Esta es la “Madre India” rural, donde los adivasis (pueblos indígenas del subcontinente) cultivan la fértil tierra oscura desde tiempos inmemoriales. De los 1.200 millones de habitantes de India, aproximadamente 70 millones pertenecen a las llamadas “tribus programadas” o adivasis.

El término “adivasi” deriva de la palabra hindi “adi”, que significa “de antaño”. Los adivasis siguen creyendo en sus dioses-espíritus ancestrales y para ellos no existe el concepto de la propiedad individual de la tierra. La tierra y los bosques son sagrados y pertenecen a todos los miembros de la comunidad.

En Orissa, varios pueblos indígenas de adivasis se han unido para formar el Chasi Mulia Adivasi Sangh (Movimiento o Unión de las Tierras Tribales).

Con 5.000 miembros y pertrechado con armas tradicionales, este grupo militante afirma que lucha por los derechos humanos y la devolución de las tierras indígenas robadas. Los adivasis denuncian que están atrapados entre dos fuegos: el de la creciente guerrilla maoísta de los llamados naxalitas y el de los paramilitares del Gobierno.

En los últimos meses, el Chasi Mulia Adivasi Sangh ha pasado a la ofensiva, desalojando a cientos de familias no indígenas de tierras que alegan fueron robadas y expulsando a supuestos vendedores de alcohol y prestamistas ilegales.

A Equal Times le concedieron una entrevista en exclusiva con Nachika Linga, el líder de este movimiento.
━━━━━━━━━━━━━━━━━━━━
→ Lista de tareas
A) Indica si cada afirmación concuerda con el texto sobre los adivasis. Responde sí o no y cita literalmente las palabras del texto que lo deciden. (i) El Chasi Mulia Adivasi Sangh cuenta con 5.000 miembros. (ii) Para los adivasis, cada persona puede ser dueña de su propia parcela de tierra. (iii) La palabra hindi «adi» significa «de antaño».
B) Traduce al inglés esta oración del texto sobre los adivasis: «La tierra y los bosques son sagrados y pertenecen a todos los miembros de la comunidad.»
C) Prolonga el texto sobre los adivasis a partir de su última oración.

→ Datos disponibles
━━━━━━━━━━━━━━━━━━━━
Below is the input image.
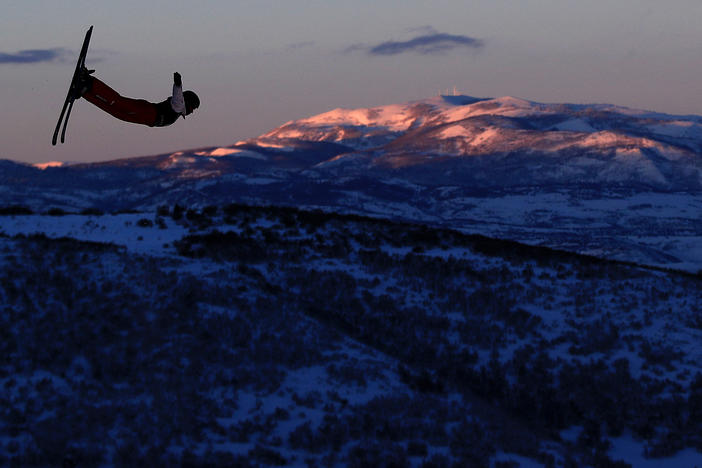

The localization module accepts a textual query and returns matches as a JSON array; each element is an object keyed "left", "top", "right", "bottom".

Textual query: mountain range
━━━━━━━━━━━━━━━━━━━━
→ Resultados
A)
(i) Sí: «Con 5.000 miembros y pertrechado con armas tradicionales»
(ii) No: «para ellos no existe el concepto de la propiedad individual de la tierra»
(iii) Sí: «la palabra hindi “adi”, que significa “de antaño”»

B) The land and the forests are sacred and belong to all the members of the community.

C)
Aparece rodeado por guerreros indígenas de la milicia Ghenua, todos vestidos de rojo y armados con hachas, arcos y flechas tradicionales.

Estamos sentados bajo una enorme higuera de Bengala. Cientos de aldeanos adivasis han acudido a la “mela” (reunión) para escuchar a Nachika Linga denunciar a las fuerzas que explotan a su pueblo. Cerca, un coro de mujeres baila y canta sobre la libertad.

“Tanto la policía como los naxalitas tienen una única misión: hacer la guerra”

Ellos nos han traído esta guerra y nos están asesinando. No es justo”, explica Nachika Linga, un antiguo trabajador agrario de 35 años que sufrió las habituales condiciones de servidumbre y que ya ha pasado por prisión debido a sus actividades políticas.

“¿La guerra es nuestra misión? No. Solo tenemos nuestras armas tradicionales: arcos y flechas. Así es como hemos vivido siempre en el bosque. Somos hijos de la tierra. Ningún gobierno ha aportado ningún tipo de desarrollo. No tenemos carreteras, ni agua potable, ni educación”.

“Los astutos prestamistas y hombres de negocios han estafado y robado a nuestro pueblo tras ofrecerles alcohol. En los últimos 60 años esta gente se ha apropiado de lo poco que ha llegado hasta aquí”, explica.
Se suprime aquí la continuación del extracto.